Related to Tails - Bug #12648: Deal with July 2017 false positive CI notifications Confirmed 06/07/2017
Related to Tails - Bug #12649: Deal with August 2017 false positive CI notifications Confirmed 06/07/2017
Related to Tails - Bug #12650: Deal with September 2017 false positive CI notifications Confirmed 06/07/2017
Blocked by Tails - Bug #11354: Disable Jenkins notifications on ISO build/test failure Resolved 04/15/2016

History

#1 Updated by intrigeri over 1 year ago

Next step is probably to clearly identify the blockers.

#2 Updated by intrigeri over 1 year ago

  • Blocked by Bug #11354: Disable Jenkins notifications on ISO build/test failure added

#3 Updated by intrigeri over 1 year ago

A first change we decided to make is to only send Jenkins ISO build/test failure notifications for Ready for QA tickets. This is a pre-requisite to re-enabling such notifications (except on base branches, of course). Note that #9719 has technical info that may be relevant for the implementation.

#4 Updated by intrigeri over 1 year ago

  • Blocked by deleted (Bug #11354: Disable Jenkins notifications on ISO build/test failure)

#5 Updated by intrigeri over 1 year ago

  • Parent task set to #9614

#6 Updated by intrigeri over 1 year ago

  • Blocked by Bug #11354: Disable Jenkins notifications on ISO build/test failure added

#7 Updated by intrigeri over 1 year ago

  • Related to Feature #9719: Configure Jenkins notifications to Redmine added

#8 Updated by bertagaz about 1 year ago

  • Status changed from Confirmed to In Progress

As a first step, I'll do some stats on the last months build run to see if we can at least re-enable notifications for them.

#9 Updated by intrigeri about 1 year ago

What's the status / updated timeline on this front?

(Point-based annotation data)
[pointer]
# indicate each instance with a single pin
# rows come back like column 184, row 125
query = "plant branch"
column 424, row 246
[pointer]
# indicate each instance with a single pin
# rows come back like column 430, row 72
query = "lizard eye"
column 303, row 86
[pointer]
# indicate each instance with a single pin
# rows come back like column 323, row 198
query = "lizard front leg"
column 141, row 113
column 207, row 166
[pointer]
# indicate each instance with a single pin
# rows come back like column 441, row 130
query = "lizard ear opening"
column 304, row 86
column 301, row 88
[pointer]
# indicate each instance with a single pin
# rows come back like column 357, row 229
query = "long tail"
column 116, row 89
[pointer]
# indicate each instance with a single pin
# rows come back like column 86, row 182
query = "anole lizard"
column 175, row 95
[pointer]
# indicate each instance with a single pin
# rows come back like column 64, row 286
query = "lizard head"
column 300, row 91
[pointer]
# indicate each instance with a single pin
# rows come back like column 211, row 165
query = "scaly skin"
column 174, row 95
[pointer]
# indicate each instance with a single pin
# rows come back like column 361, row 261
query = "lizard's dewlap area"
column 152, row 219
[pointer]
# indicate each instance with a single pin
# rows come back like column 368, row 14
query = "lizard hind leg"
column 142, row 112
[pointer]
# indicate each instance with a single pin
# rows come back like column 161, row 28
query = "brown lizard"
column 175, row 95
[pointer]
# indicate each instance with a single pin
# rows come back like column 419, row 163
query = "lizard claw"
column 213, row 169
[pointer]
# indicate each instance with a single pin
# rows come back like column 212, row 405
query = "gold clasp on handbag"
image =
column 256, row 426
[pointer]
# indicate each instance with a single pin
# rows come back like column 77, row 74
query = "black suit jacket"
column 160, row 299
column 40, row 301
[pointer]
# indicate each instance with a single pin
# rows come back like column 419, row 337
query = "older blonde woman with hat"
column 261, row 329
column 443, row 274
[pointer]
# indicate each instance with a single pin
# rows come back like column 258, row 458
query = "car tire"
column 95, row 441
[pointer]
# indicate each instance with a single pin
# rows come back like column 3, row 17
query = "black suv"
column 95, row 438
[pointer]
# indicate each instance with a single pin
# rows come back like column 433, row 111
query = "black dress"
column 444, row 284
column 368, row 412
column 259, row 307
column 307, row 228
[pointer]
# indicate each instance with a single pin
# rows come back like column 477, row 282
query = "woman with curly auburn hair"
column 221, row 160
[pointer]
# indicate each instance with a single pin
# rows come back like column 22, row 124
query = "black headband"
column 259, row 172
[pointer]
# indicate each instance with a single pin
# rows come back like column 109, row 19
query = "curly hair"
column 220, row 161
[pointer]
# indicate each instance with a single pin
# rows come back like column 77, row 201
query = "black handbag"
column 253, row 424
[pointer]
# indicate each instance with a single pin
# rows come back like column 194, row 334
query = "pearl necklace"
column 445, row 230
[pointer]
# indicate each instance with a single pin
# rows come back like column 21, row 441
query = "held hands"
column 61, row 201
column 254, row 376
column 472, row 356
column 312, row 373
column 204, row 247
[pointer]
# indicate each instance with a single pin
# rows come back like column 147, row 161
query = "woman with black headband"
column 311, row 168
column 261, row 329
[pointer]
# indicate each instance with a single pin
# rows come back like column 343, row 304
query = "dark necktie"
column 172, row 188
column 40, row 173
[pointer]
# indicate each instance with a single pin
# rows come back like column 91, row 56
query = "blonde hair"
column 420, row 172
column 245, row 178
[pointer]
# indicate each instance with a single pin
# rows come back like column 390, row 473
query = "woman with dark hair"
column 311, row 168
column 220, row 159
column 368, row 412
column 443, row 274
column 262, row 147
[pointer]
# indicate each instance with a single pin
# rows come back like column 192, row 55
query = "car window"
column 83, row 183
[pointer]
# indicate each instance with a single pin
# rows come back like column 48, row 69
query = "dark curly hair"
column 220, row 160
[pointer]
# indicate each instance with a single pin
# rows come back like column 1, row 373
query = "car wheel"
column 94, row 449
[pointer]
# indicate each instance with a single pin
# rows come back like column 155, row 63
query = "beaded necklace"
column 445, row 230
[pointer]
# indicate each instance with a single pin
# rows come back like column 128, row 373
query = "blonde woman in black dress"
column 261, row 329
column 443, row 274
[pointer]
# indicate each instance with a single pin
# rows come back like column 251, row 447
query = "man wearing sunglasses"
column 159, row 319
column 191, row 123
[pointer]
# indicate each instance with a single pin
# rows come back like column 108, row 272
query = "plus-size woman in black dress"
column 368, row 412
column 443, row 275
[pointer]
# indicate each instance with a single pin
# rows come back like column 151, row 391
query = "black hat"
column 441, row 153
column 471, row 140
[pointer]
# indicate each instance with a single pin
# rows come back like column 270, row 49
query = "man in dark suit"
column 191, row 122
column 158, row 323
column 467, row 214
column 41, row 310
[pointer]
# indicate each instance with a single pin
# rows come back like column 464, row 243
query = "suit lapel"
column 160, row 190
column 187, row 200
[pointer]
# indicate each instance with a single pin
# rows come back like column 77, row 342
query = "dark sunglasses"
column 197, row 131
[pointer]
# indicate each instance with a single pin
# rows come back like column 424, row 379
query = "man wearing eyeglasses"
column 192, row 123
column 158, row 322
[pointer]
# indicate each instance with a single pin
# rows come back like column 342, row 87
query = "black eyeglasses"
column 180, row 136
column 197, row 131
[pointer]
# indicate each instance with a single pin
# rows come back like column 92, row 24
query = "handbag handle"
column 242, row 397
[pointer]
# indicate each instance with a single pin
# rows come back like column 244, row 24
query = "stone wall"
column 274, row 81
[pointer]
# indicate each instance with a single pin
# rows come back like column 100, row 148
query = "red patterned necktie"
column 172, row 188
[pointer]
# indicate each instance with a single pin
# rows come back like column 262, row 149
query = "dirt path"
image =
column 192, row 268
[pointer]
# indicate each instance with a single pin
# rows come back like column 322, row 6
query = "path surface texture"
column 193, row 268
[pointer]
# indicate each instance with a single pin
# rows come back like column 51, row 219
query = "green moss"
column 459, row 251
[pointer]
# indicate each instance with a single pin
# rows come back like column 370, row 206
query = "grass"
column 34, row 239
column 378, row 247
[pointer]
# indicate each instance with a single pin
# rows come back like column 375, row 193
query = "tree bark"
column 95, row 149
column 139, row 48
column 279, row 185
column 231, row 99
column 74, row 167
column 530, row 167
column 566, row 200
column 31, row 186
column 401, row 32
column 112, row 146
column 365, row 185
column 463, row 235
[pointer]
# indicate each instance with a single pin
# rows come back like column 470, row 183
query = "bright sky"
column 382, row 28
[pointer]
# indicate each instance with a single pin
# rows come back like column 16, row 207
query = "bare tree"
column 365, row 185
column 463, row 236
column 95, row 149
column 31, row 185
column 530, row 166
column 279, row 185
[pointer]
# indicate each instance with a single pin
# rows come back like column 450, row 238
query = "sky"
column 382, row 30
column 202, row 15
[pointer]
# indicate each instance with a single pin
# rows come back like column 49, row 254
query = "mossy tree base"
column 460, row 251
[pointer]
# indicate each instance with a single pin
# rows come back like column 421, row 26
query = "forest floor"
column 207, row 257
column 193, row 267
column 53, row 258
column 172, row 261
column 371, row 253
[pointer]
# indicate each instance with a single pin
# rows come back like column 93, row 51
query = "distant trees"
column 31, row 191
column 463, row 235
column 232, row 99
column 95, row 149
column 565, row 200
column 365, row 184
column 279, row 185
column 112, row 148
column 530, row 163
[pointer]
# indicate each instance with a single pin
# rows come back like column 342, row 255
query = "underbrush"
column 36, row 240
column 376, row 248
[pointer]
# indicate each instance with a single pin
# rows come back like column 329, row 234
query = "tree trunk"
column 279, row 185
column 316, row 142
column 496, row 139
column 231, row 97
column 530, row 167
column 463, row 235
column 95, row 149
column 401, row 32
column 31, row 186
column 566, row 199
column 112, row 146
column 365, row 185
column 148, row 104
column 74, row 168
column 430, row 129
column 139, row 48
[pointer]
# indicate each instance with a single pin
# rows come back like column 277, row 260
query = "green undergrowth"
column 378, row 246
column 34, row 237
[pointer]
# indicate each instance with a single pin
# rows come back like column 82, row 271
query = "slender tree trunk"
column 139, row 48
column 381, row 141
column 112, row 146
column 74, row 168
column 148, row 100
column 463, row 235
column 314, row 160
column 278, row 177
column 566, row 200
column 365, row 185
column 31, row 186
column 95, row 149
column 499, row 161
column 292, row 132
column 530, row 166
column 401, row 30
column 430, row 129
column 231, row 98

◆ TASKS TO CARRY OUT
**1.** According to the ticket history, what first change was decided for Jenkins ISO build/test failure notifications?
**2.** Summarize the ticket history in two sentences.
**3.** Decide whether each statement agrees with the ticket history, answering yes or no and quoting the words that settle it: (a) Bug #11354 is marked as resolved. (b) The parent task was set to #9719. (c) bertagaz planned to gather stats on recent build runs.
None of this work requires the records.

◆ FINAL RESULTS
**1.** They would be sent only for Ready for QA tickets.

**2.** The ticket history lists related Tails bugs about false positive CI notifications for July, August and September 2017, along with a blocking bug about disabling Jenkins notifications on ISO build/test failure. In the updates, intrigeri reports a decision to send Jenkins ISO build/test failure notifications only for Ready for QA tickets, bertagaz moves the status from Confirmed to In Progress and plans stats on recent build runs, and intrigeri then asks about the status and timeline.

**3.**
(a) Yes: "Resolved 04/15/2016"
(b) No: "Parent task set to #9614"
(c) Yes: "As a first step, I'll do some stats on the last months build run"